§ Description of the task
Using the listing below, copy exactly the lines from the one containing "Query: ice surface" to the one containing "Query: hockey stick shaft", both lines included, and no others.

§ Records supplied
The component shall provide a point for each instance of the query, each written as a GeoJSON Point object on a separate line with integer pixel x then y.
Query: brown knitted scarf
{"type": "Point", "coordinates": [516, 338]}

...

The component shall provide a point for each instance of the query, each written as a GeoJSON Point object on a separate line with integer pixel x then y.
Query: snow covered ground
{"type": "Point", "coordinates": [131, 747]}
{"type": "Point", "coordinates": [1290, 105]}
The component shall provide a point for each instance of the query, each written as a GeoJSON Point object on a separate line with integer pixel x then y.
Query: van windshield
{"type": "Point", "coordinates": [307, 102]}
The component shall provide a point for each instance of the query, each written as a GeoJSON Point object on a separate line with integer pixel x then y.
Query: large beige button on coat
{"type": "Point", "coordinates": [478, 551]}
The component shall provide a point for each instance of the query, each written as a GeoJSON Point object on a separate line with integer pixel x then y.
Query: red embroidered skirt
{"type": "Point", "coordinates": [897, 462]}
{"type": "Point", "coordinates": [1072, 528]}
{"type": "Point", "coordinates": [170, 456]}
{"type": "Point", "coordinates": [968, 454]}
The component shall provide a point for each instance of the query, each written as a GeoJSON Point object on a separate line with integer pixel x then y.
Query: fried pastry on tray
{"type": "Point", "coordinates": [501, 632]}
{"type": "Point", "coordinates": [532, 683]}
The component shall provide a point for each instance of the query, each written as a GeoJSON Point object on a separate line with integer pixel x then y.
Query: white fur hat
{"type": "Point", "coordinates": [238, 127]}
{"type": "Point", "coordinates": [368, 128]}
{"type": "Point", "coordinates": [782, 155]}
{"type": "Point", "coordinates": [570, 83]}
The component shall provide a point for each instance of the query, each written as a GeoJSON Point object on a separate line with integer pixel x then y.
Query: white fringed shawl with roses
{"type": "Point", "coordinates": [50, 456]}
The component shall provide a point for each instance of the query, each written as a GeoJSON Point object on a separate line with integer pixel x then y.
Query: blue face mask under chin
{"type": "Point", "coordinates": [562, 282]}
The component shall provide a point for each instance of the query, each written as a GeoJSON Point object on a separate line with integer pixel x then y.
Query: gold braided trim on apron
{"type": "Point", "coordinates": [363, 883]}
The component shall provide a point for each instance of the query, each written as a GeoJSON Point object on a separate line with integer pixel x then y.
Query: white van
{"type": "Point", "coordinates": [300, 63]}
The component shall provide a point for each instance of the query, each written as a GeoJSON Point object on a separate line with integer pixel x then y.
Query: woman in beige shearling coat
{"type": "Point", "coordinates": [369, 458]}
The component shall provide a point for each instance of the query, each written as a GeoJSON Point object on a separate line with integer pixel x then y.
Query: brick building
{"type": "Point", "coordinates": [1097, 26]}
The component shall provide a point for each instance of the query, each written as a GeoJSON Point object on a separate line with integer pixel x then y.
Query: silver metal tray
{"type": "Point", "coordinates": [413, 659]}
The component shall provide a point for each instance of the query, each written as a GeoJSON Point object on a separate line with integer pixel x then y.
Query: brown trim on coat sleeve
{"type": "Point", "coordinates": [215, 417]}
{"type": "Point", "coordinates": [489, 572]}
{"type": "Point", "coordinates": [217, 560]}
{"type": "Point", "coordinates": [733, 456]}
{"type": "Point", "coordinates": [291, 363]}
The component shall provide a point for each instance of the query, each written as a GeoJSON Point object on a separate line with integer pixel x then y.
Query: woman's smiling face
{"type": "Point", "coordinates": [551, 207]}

...

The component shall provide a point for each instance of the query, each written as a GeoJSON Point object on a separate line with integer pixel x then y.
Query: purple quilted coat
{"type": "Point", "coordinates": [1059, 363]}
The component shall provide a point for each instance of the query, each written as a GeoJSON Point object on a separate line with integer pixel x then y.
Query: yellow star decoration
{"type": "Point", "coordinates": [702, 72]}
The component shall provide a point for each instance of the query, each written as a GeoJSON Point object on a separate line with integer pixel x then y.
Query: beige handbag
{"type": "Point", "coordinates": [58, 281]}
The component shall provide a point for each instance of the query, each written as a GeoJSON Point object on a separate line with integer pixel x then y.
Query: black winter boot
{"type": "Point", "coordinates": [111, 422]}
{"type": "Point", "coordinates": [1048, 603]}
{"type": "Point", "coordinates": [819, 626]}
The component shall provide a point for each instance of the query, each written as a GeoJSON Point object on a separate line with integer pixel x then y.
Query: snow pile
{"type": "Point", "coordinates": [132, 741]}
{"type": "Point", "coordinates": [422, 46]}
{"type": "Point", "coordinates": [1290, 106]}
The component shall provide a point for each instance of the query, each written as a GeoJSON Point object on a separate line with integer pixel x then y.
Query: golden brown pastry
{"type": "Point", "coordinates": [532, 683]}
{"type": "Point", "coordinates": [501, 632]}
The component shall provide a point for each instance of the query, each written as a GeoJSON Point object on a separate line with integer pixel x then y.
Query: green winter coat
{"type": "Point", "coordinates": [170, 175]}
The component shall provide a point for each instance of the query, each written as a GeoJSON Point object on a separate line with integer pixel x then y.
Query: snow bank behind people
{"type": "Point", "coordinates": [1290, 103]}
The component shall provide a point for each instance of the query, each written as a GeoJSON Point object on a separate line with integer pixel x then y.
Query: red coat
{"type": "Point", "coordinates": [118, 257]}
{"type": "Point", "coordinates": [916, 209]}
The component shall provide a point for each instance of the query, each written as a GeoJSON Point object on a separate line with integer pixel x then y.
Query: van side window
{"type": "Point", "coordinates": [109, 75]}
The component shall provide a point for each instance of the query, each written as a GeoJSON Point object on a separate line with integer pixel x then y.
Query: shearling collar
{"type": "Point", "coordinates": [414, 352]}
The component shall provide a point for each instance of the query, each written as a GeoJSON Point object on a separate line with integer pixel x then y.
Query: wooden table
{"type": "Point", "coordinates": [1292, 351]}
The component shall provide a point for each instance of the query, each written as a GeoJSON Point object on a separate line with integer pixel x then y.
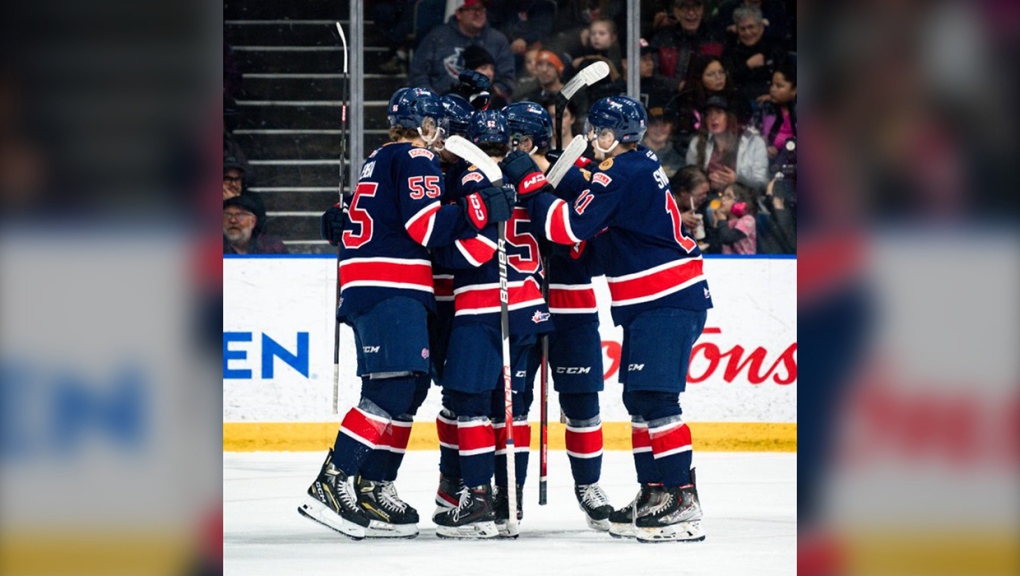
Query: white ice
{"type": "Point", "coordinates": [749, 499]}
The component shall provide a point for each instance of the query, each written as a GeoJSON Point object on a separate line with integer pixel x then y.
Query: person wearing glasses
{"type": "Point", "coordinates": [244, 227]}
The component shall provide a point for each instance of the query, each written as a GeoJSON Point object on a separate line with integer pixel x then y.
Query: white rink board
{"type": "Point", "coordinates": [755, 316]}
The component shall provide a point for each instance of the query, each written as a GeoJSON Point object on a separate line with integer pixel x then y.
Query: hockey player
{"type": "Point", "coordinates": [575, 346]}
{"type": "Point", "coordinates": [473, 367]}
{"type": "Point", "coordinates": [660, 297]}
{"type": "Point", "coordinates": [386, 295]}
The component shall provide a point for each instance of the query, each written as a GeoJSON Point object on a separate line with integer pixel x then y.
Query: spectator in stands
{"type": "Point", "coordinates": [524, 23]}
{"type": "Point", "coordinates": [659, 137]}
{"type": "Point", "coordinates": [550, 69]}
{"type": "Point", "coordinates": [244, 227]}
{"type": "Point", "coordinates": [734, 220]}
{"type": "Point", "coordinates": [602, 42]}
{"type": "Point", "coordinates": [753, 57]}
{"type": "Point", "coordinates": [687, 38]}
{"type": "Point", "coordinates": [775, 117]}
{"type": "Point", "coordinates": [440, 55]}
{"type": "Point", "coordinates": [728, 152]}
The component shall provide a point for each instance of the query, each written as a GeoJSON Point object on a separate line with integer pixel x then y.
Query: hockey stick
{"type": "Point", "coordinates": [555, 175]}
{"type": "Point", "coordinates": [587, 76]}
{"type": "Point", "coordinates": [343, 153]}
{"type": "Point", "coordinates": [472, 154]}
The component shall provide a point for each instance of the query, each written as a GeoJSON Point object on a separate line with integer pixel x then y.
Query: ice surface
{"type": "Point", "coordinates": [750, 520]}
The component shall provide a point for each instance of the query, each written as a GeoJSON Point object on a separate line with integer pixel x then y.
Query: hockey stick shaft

§ Your response
Query: ice surface
{"type": "Point", "coordinates": [750, 520]}
The component shall provide a point for each instance of the query, each written as a GeoJSON Point object on a separate line with integer pixel x then y.
Query: hockey stick shaft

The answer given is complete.